Records of labeled points
######

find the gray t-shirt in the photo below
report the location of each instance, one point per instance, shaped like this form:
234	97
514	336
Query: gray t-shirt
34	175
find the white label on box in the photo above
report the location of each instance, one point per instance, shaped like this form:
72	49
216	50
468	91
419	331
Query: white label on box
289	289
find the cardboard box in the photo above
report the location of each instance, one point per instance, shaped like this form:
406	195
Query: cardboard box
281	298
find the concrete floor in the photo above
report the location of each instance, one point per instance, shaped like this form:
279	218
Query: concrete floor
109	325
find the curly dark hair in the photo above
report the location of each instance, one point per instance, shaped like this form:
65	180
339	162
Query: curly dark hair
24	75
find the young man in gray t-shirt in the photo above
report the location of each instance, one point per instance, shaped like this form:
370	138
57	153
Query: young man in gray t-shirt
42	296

######

WRITTEN TASK. Reproduce the whole listing above, substituting "shipping carton" for every occurrence of "cardboard box" and keeping all other lines unchanged.

THE COMPLETED TASK.
find the gray t-shirt in the photo below
report the location of each instance, one point per instance, shaped like this form:
234	97
514	336
Query: gray t-shirt
34	175
find the white label on box in the photo above
report the location of each instance, one point per instance, shaped like this form:
72	49
216	50
468	91
419	331
Query: white label on box
289	289
find the shipping carton in the photo above
report the location of each instance, one point per instance, shaped like this form:
406	195
Query: shipping carton
281	298
find the concrete floor in the photo above
report the location of each instance, one point per instance, shaped like this form:
279	218
Query: concrete floor
109	325
find the curly dark hair in the photo above
report the location of each instance, one point per instance, shaped like this form:
65	180
339	162
Query: curly dark hair
24	75
find the young man in gray t-shirt in the photo above
report the location of each instance, one point per instance, shaped like this form:
370	138
57	153
Query: young man in gray t-shirt
42	296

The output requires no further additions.